§ **Brief**
Rewrite every line of the records from the line containing "Subject = classroom" through the end of the records, including the request lines. Multiply each box coordinate in the detection answers by 1.95 and round it to a whole number, with halves rounded up, but leave the numbers in the requests and their format sample unchanged.

------ Records for the exercise ------

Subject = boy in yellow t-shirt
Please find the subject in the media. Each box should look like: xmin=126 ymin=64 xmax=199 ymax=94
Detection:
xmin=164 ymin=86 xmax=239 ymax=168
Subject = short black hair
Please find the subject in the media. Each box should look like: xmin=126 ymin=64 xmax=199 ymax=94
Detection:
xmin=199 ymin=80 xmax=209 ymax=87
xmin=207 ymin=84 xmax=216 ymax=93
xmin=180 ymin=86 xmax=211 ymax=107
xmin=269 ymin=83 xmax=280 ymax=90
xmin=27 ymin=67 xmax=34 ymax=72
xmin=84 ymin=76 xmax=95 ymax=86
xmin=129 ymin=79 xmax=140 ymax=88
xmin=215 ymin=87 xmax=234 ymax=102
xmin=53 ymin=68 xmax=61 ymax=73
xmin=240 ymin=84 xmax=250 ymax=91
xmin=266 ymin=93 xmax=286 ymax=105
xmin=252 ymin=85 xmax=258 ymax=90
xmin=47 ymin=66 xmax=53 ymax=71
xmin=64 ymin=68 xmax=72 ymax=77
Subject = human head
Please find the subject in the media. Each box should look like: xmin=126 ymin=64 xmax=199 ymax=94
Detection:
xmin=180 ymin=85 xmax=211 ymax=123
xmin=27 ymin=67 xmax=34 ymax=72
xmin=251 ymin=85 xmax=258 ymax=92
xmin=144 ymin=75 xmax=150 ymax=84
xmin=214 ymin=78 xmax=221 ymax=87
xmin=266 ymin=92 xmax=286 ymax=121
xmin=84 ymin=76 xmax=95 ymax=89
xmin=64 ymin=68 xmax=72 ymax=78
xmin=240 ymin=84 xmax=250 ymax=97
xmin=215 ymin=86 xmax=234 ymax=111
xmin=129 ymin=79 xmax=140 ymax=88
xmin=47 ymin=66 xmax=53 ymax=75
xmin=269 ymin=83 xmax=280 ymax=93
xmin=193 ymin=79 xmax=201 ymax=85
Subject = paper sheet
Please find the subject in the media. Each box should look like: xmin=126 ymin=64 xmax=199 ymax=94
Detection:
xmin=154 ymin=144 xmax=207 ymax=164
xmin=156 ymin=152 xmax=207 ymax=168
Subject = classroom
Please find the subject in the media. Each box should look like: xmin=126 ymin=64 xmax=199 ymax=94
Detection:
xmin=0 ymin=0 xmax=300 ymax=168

------

§ **Finished answer**
Subject = classroom
Please find the subject in the media. Each box should look like: xmin=126 ymin=64 xmax=199 ymax=94
Detection:
xmin=0 ymin=0 xmax=585 ymax=328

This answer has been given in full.